TEXT PASSAGE –
===
Gilbert Syndrome

Gilbert syndrome is a common, mild liver condition where the liver doesn’t process a substance that breakdown red blood cells called bilirubin. This syndrome is harmless and doesn’t require treatment. The only sign of this syndrome is the skin and the whites of the eyes sometimes have a yellowish color (jaundice).

Gilbert syndrome is caused by an abnormal gene inherited from one or both parent. This syndrome is usually recognized in adolescence, and more common in males. People with this condition have times when the bilirubin is high (elevated) and usually when the body is under stress. Some may experience abdominal discomfort or tiredness. However, approximately 30% of people have no signs or symptoms and is discovered only when routine blood tests show elevated bilirubin levels.

Side effects with certain medications

Because of potential side effects of medications, if a person has Gilbert syndrome they should talk to their doctor before taking any new medications. The low level of the bilirubin-processing enzyme that causes Gilbert syndrome may increase side effects with certain medications. A cancer chemotherapy drug (Camptosar) can reach toxic levels causing severe diarrhea. Some protease inhibitors used to treat HIV can cause elevated levels of bilirubin.

Tests and Diagnosis

Often this syndrome is discovered by accident when having a routine blood test or when a yellowish color (jaundice) appears. Occasionally genetic testing of UGT1A1 mutation is needed to make the diagnosis.


Gilbert syndrome doesn’t require treatment. The bilirubin levels in the blood may go up or down over time and jaundice will appear. This usually goes away on it’s own with no bad effects.

Stress can trigger episodes of higher bilirubin levels, leading to jaundice. Finding ways to manage stress can help prevent episodes. Eating a healthy diet with lots of fruits and vegetables, eating on a regular schedule, and avoiding fasting or skipping meals also helps.
===
SUPPLIED INFORMATION –

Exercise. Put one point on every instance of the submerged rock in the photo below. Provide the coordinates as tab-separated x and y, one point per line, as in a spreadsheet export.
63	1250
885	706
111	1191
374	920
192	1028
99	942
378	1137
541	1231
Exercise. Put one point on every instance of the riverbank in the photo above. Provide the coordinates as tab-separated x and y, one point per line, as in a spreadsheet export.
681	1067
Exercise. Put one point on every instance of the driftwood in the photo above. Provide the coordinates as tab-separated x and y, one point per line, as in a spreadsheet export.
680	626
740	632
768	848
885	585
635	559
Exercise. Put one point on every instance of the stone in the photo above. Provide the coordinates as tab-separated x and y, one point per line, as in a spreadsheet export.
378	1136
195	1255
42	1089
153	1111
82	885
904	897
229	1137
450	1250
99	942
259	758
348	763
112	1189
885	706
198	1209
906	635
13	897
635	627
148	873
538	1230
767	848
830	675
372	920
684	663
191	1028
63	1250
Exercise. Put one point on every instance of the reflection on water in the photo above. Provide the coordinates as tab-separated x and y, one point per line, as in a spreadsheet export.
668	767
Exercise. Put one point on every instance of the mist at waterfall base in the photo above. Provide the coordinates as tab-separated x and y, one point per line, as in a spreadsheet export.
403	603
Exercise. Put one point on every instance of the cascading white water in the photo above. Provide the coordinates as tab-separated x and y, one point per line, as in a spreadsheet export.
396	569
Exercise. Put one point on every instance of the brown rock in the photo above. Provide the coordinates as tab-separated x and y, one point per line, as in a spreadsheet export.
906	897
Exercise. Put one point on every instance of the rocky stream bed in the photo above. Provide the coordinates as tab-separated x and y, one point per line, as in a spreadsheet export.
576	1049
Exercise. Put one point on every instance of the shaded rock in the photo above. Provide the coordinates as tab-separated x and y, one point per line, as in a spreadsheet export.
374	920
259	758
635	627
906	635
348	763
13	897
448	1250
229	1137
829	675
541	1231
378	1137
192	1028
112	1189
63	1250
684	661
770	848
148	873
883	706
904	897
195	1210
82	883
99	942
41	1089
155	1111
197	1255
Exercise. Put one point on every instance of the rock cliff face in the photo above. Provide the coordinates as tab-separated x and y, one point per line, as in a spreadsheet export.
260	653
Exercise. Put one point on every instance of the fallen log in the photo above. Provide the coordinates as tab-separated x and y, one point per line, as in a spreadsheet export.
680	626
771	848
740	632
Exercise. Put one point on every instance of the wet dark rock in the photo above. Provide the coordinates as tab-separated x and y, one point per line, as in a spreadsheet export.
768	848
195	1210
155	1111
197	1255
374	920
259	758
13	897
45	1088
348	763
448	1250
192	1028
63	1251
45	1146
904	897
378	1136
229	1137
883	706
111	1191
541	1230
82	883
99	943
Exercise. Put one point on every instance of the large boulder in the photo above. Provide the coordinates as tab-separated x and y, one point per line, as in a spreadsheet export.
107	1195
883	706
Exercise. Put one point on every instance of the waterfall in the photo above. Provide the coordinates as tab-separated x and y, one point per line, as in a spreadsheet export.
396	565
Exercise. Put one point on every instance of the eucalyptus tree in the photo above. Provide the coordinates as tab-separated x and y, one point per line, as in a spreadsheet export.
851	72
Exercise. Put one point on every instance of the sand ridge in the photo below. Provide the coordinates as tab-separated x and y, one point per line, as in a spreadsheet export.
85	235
===
TO DO –
1. Duplicate the stretch of the Gilbert syndrome overview from "Tests and Diagnosis" through "meals also helps.".
2. Answer these questions from the Gilbert syndrome overview:
(a) In which sex is the syndrome more common?
(b) Which cancer chemotherapy drug can reach toxic levels, and what can it cause?
(c) Genetic testing for which mutation is occasionally needed to make the diagnosis?
The items have no connection to the Gilbert syndrome overview.

LIST OF ANSWERS –
1.
Tests and Diagnosis

Often this syndrome is discovered by accident when having a routine blood test or when a yellowish color (jaundice) appears. Occasionally genetic testing of UGT1A1 mutation is needed to make the diagnosis.


Gilbert syndrome doesn’t require treatment. The bilirubin levels in the blood may go up or down over time and jaundice will appear. This usually goes away on it’s own with no bad effects.

Stress can trigger episodes of higher bilirubin levels, leading to jaundice. Finding ways to manage stress can help prevent episodes. Eating a healthy diet with lots of fruits and vegetables, eating on a regular schedule, and avoiding fasting or skipping meals also helps.

2.
(a) Males.
(b) Camptosar, which can cause severe diarrhea.
(c) The UGT1A1 mutation.